##### EXTRACT TO READ #####

If you really want to burn your biscuits, read our articles on how our righteousness before God does not come from obeying the New Covenant laws, either. Our righteousness comes from our participation in Jesus Christ by faith. It is His righteousness imputed to us that makes us righteous before God. We are considered righteous because He is righteous, and He is in us. Any obedience to the royal law of love is merely a result of our relationship with God, not some cause of it.
I suggest you read Martha's article "Abraham's Faith and Works - or Faith and Parachutes, Part 3". She knocks this idea out of the park.

But that is too much for this already lengthy article. I leave you with what I've already said.

CONCLUSION

"God is eternal, therefore the law is eternal," is illogical and incorrect. God is not the law, and the law is not God. Righteousness does not come from the law.

##### DATA SUPPLIED #####

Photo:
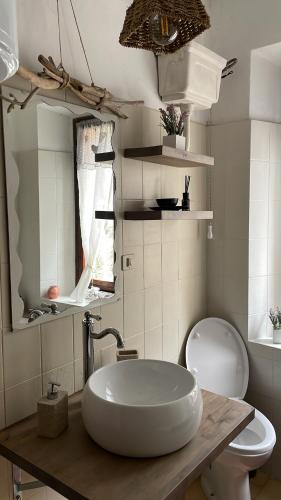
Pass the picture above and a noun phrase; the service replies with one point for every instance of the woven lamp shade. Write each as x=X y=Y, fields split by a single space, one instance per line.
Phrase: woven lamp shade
x=189 y=16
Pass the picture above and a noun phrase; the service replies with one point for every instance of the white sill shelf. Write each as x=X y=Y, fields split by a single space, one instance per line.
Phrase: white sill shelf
x=265 y=348
x=268 y=342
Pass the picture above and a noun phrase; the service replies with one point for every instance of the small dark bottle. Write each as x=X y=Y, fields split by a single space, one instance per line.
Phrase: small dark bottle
x=185 y=201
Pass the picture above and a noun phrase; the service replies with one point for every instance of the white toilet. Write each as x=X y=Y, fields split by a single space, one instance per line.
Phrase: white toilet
x=216 y=355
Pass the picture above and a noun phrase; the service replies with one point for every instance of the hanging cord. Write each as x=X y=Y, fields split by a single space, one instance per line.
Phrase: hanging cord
x=79 y=33
x=59 y=31
x=210 y=234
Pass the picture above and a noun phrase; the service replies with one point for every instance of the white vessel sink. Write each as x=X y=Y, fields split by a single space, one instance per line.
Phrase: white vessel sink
x=142 y=408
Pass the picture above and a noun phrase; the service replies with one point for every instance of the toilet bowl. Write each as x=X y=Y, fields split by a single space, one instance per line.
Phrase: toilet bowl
x=216 y=355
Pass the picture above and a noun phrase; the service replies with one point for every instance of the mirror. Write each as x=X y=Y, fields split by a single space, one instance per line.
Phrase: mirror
x=61 y=162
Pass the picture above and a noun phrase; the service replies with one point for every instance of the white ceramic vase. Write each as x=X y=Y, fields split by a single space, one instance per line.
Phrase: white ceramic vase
x=276 y=335
x=174 y=141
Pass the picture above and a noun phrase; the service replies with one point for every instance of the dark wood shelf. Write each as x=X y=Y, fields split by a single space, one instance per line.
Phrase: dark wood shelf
x=168 y=215
x=105 y=157
x=105 y=215
x=164 y=155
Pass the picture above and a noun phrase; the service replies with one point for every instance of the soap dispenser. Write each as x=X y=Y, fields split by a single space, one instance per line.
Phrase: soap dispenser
x=185 y=195
x=53 y=412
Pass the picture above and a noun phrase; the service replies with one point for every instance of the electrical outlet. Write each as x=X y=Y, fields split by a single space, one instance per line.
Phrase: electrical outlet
x=128 y=262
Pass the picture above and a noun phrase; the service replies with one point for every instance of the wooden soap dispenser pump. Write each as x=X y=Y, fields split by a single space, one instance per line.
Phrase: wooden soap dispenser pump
x=53 y=412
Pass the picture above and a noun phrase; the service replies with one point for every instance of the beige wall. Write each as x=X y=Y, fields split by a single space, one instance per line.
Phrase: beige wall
x=162 y=298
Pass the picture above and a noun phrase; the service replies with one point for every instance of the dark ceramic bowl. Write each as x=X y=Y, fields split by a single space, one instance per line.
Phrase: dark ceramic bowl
x=166 y=203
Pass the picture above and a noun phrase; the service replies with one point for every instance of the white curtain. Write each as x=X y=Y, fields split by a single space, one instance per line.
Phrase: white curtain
x=95 y=182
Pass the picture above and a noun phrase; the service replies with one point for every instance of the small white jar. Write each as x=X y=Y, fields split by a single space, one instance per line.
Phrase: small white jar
x=276 y=335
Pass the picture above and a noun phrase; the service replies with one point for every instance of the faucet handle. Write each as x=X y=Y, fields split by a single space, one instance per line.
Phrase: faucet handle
x=89 y=316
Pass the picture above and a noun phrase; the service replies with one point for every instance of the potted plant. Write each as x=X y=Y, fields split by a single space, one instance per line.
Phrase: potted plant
x=173 y=120
x=275 y=318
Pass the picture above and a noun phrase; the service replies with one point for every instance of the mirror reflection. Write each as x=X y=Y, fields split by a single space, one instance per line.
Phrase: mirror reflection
x=66 y=250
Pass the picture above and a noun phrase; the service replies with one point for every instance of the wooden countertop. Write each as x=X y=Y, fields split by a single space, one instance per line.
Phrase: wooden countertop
x=78 y=469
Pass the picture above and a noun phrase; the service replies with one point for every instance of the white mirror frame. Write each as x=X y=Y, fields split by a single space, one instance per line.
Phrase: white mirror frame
x=12 y=185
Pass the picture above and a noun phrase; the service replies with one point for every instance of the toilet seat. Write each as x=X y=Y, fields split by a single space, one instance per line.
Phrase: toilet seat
x=216 y=355
x=257 y=438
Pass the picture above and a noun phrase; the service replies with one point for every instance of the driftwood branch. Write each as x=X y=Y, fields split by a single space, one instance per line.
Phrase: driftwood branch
x=54 y=77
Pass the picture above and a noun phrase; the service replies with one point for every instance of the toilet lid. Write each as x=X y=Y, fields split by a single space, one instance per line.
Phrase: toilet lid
x=216 y=355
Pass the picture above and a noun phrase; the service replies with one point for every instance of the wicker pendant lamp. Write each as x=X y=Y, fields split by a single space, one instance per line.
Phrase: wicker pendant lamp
x=163 y=26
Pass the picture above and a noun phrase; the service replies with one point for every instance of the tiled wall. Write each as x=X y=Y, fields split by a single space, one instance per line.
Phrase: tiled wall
x=163 y=296
x=244 y=273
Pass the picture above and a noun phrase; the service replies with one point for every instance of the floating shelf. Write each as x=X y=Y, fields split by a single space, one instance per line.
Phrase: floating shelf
x=165 y=155
x=168 y=215
x=105 y=157
x=105 y=215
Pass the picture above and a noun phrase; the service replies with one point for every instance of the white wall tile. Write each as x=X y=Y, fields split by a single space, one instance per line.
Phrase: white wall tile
x=131 y=179
x=152 y=232
x=235 y=257
x=170 y=262
x=22 y=355
x=275 y=181
x=152 y=265
x=108 y=355
x=78 y=375
x=235 y=288
x=170 y=231
x=21 y=400
x=257 y=326
x=133 y=314
x=274 y=218
x=151 y=133
x=258 y=257
x=275 y=142
x=260 y=140
x=276 y=389
x=170 y=341
x=57 y=343
x=261 y=375
x=274 y=291
x=170 y=297
x=136 y=342
x=258 y=224
x=64 y=375
x=47 y=164
x=132 y=233
x=134 y=278
x=258 y=295
x=153 y=347
x=171 y=183
x=153 y=307
x=151 y=181
x=237 y=206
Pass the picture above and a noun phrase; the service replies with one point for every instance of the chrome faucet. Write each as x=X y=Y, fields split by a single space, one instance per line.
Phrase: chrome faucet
x=36 y=312
x=89 y=336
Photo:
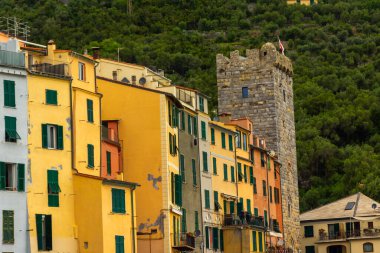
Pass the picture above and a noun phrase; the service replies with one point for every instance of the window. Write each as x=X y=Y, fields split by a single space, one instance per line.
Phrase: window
x=309 y=231
x=215 y=169
x=119 y=244
x=232 y=174
x=201 y=104
x=225 y=172
x=207 y=199
x=196 y=220
x=12 y=177
x=368 y=247
x=51 y=97
x=53 y=188
x=230 y=143
x=182 y=166
x=81 y=71
x=8 y=227
x=264 y=188
x=309 y=249
x=108 y=154
x=223 y=136
x=11 y=134
x=9 y=93
x=52 y=136
x=193 y=166
x=90 y=156
x=44 y=232
x=212 y=136
x=203 y=130
x=244 y=92
x=205 y=163
x=118 y=200
x=238 y=139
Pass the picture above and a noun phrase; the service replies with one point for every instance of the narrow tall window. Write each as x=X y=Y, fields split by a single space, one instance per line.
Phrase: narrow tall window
x=9 y=93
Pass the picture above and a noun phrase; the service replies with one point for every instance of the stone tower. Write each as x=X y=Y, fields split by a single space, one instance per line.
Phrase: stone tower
x=259 y=86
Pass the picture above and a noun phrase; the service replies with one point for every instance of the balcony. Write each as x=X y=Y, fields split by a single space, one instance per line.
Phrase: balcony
x=186 y=242
x=12 y=59
x=56 y=70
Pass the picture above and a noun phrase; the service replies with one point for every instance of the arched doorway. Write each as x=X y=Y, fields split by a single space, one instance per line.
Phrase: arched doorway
x=336 y=249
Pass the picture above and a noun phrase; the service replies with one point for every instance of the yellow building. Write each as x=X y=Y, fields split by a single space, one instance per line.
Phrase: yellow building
x=348 y=225
x=305 y=2
x=149 y=121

#####

WHAT NEEDS TO BE DONE
Write out the passage on righteousness and the law word for word, starting at "If you really" and ending after "of the park.".

EXERCISE OUTPUT
If you really want to burn your biscuits, read our articles on how our righteousness before God does not come from obeying the New Covenant laws, either. Our righteousness comes from our participation in Jesus Christ by faith. It is His righteousness imputed to us that makes us righteous before God. We are considered righteous because He is righteous, and He is in us. Any obedience to the royal law of love is merely a result of our relationship with God, not some cause of it.
I suggest you read Martha's article "Abraham's Faith and Works - or Faith and Parachutes, Part 3". She knocks this idea out of the park.